• [Exercise brief]:
Omit the pictures, then write out every entry exactly as it reads.

Point labeling dataset excerpts:
......

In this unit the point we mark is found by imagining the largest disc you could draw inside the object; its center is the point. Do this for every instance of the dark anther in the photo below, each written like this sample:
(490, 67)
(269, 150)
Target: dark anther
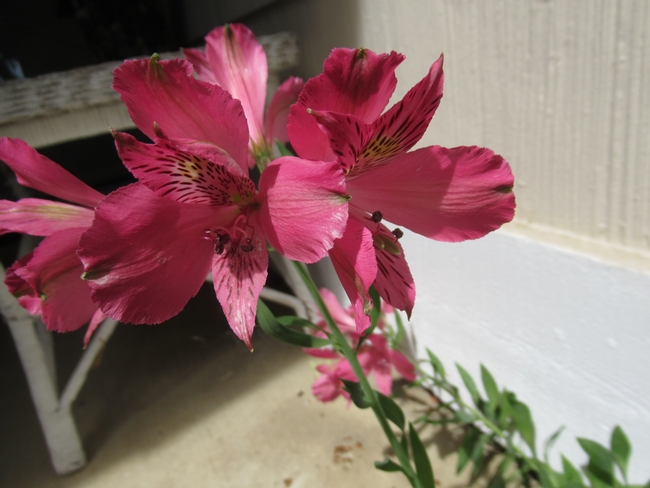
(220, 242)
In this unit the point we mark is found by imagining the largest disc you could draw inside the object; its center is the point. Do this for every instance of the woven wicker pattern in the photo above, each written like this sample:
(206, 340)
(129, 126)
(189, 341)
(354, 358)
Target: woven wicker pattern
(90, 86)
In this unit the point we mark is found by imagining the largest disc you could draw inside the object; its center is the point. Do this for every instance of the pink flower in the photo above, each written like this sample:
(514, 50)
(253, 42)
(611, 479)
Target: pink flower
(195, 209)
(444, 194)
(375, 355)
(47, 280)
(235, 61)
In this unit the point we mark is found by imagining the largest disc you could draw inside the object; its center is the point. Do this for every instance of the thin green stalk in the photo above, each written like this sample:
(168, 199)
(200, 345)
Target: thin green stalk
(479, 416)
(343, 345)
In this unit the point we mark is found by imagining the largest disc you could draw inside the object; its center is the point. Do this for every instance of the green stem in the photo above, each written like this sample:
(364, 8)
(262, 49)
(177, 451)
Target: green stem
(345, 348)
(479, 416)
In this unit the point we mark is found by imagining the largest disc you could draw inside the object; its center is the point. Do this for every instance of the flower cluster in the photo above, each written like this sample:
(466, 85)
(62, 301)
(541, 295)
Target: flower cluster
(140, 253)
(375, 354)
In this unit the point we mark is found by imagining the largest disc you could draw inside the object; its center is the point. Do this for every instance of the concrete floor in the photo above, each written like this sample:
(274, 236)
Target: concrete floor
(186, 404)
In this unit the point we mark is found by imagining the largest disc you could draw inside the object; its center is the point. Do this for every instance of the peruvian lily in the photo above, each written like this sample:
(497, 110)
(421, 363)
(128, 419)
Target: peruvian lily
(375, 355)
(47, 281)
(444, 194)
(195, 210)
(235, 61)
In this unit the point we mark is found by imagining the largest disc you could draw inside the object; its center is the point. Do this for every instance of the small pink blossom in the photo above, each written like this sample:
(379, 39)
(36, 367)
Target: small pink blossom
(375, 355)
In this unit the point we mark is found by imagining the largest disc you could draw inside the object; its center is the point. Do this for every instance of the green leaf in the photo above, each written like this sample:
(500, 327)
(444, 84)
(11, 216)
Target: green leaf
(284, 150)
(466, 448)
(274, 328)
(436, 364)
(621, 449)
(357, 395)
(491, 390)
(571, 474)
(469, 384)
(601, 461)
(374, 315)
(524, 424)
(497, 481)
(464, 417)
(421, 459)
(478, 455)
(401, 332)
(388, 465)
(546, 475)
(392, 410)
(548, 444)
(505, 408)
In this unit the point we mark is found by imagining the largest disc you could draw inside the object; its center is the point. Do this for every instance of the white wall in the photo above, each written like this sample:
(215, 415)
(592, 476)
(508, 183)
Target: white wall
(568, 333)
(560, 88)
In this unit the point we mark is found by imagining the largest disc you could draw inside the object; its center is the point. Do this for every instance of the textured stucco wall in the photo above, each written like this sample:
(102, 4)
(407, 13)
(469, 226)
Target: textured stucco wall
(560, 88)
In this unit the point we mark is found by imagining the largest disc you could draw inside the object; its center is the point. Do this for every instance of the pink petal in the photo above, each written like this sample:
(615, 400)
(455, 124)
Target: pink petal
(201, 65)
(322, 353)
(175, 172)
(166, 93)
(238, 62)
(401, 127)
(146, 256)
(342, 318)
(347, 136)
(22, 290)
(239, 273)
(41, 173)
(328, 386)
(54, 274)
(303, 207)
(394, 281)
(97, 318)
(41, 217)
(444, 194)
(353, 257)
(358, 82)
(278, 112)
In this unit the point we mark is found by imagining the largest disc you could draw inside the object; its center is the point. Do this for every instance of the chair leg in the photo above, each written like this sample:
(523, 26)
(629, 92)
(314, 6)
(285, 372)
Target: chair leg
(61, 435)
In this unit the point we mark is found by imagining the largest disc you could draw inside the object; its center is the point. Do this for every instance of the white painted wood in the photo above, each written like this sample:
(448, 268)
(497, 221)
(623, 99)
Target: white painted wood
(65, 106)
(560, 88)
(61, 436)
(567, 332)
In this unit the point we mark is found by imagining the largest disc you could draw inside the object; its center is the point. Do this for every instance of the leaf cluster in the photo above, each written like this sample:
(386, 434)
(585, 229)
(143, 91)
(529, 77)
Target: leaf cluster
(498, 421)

......

• [Task result]:
In this unit the point we mark is found by imagining the largest disc you could draw inside the object; its center is the point. Do this for every instance of the dark anther in the photo below, each written like this sample:
(490, 67)
(269, 150)
Target: dark anther
(220, 242)
In this unit the point we mark is found by imagining the largest disc you could draw inside the object; its center is the point. Do this for every instance of the woven wicker pattern in the photo above, each written like this sample:
(206, 340)
(129, 126)
(189, 341)
(354, 358)
Target: woven wicker pattern
(90, 86)
In this unit the point we mark is found by imagining the largest disc you could draw inside the object; its center is the point. Do this for every instance of the pink flower in the photo above, each written like this sample:
(514, 50)
(253, 42)
(611, 479)
Target: pink flower
(195, 209)
(444, 194)
(375, 355)
(47, 280)
(235, 61)
In this unit the point we mark is found by imagining the largest disc you could draw inside the object; its center is the point. Do this for every instance of the thin green stalk in the photo above, each written like this sample:
(168, 199)
(200, 345)
Target: thin green stalk
(479, 416)
(343, 345)
In this unit the point we mark is found by imagining the largest disc you could draw inside the object; its center is the point. Do this for every instance of the green stem in the photo above, each written like this sample:
(364, 8)
(262, 49)
(177, 451)
Target: green stem
(345, 348)
(479, 416)
In this unit the point we mark is found by imagining the largest disc you could draw inside the object; its center is the point. Do this for every instance of the flower cluster in the photo above, each written like this sample:
(466, 85)
(62, 301)
(541, 295)
Target: flower cluster
(140, 253)
(375, 354)
In this unit the point we mark is found by imagining the largest disc you could draw inside the object; its center is the point. Do this for every instance of the concrete floor in the photo above, each written like this sample:
(274, 236)
Target: concrete floor
(186, 404)
In this unit the point we mark is found by imagining the largest disc you could draw inside the object; its center is the point. Do this for every instance of the peruvian lily in the photo above, each written like this sample:
(497, 110)
(421, 363)
(128, 419)
Target: peruvian lily
(375, 355)
(47, 281)
(444, 194)
(195, 210)
(235, 61)
In this unit the point we mark is found by imagining the largest disc you could draw inside the object; its center is the point. Do this for every instance of the small pink blossom in the photo above, each written like this sample:
(379, 39)
(36, 367)
Target: small pink blossom
(375, 355)
In this unit the point we mark is found by imagining the largest disc you could draw inside the object; its center is the point. Do this for every instance of the green leaf in the photo above, each written like this sample:
(500, 327)
(444, 84)
(11, 216)
Target: green leaf
(284, 150)
(466, 448)
(274, 328)
(436, 364)
(621, 449)
(357, 395)
(491, 390)
(571, 474)
(469, 384)
(601, 461)
(374, 315)
(524, 424)
(497, 481)
(464, 417)
(421, 459)
(478, 455)
(401, 332)
(388, 465)
(546, 475)
(392, 410)
(548, 444)
(505, 408)
In this unit the point we mark is found by imagining the largest disc you could draw inside the object; its center is the point. Do this for every instance of the white wall in the photo above, each written like this sample:
(215, 415)
(592, 476)
(508, 183)
Target: white wall
(568, 333)
(560, 88)
In this unit the point we mark is found by imagining the largest disc you could draw inside the object; its center is the point. Do this for every instance of the textured stucco wall in the photo above, each written like this sample:
(102, 4)
(407, 13)
(469, 226)
Target: textured stucco wall
(560, 88)
In this unit the point we mark is found by imagining the largest disc you could draw inside the object; its center is the point. Do this for every instance of the pink petal in the photo above, each written like this sample:
(615, 400)
(455, 124)
Target: pink petal
(201, 65)
(322, 353)
(175, 172)
(166, 93)
(238, 62)
(401, 127)
(146, 256)
(342, 318)
(347, 136)
(22, 290)
(239, 273)
(41, 173)
(328, 386)
(54, 274)
(303, 207)
(394, 281)
(97, 318)
(41, 217)
(444, 194)
(353, 257)
(358, 82)
(278, 112)
In this unit the point we mark is found by imagining the largest disc you could draw inside the object; its center is the point. Do this for every instance of the chair leg in the photo above, each written like this sample:
(523, 26)
(629, 92)
(314, 6)
(285, 372)
Target: chair leg
(61, 435)
In this unit the point we mark is found by imagining the largest disc you could draw inside the object; its center is the point. Do this for every instance of the white painted wood in the photo above, each written like this sample:
(448, 268)
(497, 221)
(623, 99)
Target: white painted wood
(65, 106)
(560, 88)
(61, 436)
(567, 332)
In this unit the point we mark is found by imagining the largest disc you could draw inside the object; its center is the point. Do this for every instance of the leaf cluster in the photo above, each written like this sample:
(386, 434)
(585, 229)
(143, 91)
(529, 77)
Target: leaf cluster
(498, 421)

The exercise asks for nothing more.